◆ **Exercise description**
Report every line of the records that includes the word "lips".

Referring expression data
⟨
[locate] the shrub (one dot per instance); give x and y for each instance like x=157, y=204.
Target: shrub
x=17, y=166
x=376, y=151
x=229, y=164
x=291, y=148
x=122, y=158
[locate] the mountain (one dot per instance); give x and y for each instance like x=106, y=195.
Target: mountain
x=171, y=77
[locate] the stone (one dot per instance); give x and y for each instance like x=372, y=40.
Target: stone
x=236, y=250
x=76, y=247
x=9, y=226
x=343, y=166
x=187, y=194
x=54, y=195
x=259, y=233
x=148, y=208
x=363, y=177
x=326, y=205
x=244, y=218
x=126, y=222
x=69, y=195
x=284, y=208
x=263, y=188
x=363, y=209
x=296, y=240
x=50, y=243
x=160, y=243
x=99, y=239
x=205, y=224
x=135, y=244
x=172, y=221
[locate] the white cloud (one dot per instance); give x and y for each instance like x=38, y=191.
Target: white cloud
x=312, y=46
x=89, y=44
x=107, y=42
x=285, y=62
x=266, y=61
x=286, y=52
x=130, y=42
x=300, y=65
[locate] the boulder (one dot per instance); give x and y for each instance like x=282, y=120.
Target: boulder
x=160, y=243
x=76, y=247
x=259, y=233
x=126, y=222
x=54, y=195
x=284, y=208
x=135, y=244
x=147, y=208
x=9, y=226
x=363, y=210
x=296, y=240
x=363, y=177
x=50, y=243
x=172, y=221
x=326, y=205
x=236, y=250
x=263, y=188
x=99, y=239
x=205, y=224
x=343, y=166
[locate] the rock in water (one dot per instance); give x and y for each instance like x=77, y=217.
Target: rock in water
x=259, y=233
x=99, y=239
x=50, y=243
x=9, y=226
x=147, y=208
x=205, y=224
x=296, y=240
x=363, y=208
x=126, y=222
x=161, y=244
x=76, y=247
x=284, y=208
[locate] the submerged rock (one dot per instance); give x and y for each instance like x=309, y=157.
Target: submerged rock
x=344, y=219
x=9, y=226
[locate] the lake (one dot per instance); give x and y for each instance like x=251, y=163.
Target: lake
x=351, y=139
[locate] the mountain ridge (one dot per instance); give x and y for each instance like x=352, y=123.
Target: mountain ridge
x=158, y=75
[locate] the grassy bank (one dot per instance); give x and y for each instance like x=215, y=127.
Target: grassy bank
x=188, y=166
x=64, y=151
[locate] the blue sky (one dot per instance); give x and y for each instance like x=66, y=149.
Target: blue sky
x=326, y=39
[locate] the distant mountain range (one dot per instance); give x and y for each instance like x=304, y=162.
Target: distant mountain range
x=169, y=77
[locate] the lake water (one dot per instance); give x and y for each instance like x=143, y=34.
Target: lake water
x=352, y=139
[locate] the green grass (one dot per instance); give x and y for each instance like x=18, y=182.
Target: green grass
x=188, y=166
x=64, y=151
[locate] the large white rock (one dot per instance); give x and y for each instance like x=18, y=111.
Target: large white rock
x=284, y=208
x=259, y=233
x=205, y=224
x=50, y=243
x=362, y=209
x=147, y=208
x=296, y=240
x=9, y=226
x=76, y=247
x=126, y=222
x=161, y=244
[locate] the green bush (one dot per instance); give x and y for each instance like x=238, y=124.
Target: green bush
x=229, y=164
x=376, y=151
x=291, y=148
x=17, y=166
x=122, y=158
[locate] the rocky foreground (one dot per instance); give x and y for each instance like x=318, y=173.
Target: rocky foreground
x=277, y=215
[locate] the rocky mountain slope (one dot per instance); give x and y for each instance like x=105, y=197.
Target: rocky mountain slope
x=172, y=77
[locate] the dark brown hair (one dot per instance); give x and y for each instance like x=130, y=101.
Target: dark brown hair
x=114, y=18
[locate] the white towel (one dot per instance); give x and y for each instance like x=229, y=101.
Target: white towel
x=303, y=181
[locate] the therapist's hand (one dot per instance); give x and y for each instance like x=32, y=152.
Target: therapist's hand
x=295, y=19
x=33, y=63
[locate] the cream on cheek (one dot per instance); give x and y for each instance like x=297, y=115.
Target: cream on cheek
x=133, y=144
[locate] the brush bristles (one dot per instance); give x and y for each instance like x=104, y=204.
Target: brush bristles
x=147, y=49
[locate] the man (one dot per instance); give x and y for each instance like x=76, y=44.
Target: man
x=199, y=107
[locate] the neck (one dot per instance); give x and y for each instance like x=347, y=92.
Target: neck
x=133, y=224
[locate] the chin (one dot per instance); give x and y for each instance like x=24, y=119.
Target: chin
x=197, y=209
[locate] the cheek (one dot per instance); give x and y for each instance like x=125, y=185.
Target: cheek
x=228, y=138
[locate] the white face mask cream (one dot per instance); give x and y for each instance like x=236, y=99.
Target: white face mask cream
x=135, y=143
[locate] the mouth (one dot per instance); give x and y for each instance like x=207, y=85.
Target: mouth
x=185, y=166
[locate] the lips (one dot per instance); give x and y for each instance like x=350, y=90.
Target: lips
⟩
◆ **Exercise solution**
[locate] the lips (one dot per instance); give x and y for each instance like x=350, y=90.
Target: lips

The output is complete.